Work to complete
Rewrite these lines with "fly" changed to "insect" everywhere and everything else left as it is. Leave out the picture.

--- START OF Stored data ---

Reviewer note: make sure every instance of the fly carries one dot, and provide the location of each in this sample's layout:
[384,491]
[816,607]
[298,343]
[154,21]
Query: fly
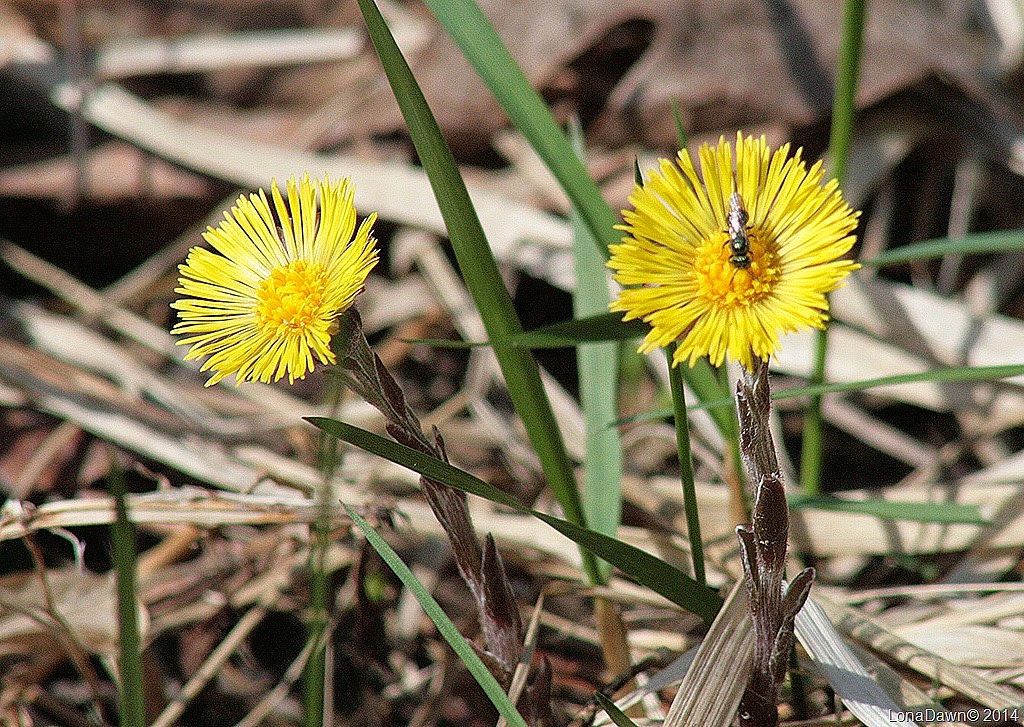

--- END OF Stored data ---

Result
Reviewer note: make sure every instance of the insect carries one dot, and provide the location of each in this sample's layout:
[384,491]
[816,607]
[298,343]
[154,21]
Query: insect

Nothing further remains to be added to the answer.